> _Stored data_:
━━━━━━
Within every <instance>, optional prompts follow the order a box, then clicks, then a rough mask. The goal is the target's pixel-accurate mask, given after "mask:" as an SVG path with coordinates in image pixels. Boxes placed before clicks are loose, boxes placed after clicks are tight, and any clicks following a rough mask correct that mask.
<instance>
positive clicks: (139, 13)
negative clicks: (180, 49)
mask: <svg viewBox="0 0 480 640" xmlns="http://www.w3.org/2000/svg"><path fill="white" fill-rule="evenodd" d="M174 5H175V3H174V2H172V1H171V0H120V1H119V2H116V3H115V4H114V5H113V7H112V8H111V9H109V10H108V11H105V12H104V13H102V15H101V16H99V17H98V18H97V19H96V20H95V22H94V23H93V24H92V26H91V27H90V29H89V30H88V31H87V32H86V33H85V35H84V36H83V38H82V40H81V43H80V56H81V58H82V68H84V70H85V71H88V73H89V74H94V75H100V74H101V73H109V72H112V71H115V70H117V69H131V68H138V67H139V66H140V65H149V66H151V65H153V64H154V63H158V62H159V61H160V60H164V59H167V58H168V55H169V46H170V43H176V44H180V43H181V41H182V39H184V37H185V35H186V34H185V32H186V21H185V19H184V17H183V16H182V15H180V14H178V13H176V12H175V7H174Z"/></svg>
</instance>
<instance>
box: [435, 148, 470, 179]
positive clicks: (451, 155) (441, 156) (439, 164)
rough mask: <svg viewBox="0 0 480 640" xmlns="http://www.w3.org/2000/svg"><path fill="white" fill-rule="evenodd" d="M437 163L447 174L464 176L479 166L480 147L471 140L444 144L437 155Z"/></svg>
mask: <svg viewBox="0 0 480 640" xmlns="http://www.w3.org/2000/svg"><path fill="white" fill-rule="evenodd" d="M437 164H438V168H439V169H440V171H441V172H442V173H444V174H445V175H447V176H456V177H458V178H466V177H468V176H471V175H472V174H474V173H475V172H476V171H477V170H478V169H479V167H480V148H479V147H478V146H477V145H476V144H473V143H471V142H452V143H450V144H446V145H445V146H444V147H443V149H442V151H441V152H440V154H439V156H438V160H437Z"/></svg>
━━━━━━
> _Prompt_: All lines above that hold the string "positive" should be copied.

> _Response to the exercise_:
positive clicks: (139, 13)
positive clicks: (451, 155) (441, 156) (439, 164)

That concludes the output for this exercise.